> _Text to read_:
Steve Miller is a former Las Vegas City Councilman. In 1991, the readers of the Las Vegas Review Journal voted him the "Most Effective Public Official" in Southern Nevada. Visit his website at:

The ghosts of Buffalo Jim and the Crazy Horse Too
It's a classic case of the baby going down the drain with the bath water

INSIDE VEGAS by Steve Miller
August 18, 2008

                                         Midnight, Saturday, August 16, 2008

                                            Buffalo Jim Barrier, August 30, 2007

LAS VEGAS - At midnight last Saturday, I took a walk around the carcass of the Crazy Horse Too "Gentleman's Club." The government had permanently closed the once prosperous topless bar on July 1, 2007, and it now lies decaying in the mid summer's desert heat.

The 2.3 acre property adjacent to the Union Pacific tracks is now owned by the United States of America after it was seized last year.

> _Written instruction A_:
In the column about the Crazy Horse Too, on what date did the government permanently close the bar?
The entries that come next are unrelated to the column about the Crazy Horse Too.

> _Listing_:
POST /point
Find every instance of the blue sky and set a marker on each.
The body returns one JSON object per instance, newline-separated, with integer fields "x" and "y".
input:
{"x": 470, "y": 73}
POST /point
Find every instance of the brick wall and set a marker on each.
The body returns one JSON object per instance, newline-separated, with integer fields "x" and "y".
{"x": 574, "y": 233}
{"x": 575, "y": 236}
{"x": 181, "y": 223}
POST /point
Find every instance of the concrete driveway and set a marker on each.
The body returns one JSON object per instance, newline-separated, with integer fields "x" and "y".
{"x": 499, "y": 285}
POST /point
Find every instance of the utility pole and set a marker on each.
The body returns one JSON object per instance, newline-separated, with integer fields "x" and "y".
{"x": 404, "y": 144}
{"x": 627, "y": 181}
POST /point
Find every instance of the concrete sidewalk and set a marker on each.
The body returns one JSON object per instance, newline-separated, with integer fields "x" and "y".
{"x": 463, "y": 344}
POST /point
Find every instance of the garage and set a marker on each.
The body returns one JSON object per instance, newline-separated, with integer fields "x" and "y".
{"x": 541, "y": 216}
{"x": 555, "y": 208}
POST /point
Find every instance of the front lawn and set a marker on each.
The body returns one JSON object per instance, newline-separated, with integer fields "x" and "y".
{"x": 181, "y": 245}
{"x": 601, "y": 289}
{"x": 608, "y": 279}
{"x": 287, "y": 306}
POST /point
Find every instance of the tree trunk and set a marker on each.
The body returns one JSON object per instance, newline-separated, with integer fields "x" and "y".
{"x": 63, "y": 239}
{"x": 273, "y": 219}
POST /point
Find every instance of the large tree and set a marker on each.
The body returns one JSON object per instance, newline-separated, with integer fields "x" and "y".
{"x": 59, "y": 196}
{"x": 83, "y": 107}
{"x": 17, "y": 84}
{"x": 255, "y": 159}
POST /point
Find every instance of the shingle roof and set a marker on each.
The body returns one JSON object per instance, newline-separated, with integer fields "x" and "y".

> _Written instruction B_:
Gather every line of the entries that contains the string "tree".

> _Full response A_:
July 1, 2007

> _Full response B_:
Find every instance of the tree trunk and set a marker on each.
Find every instance of the large tree and set a marker on each.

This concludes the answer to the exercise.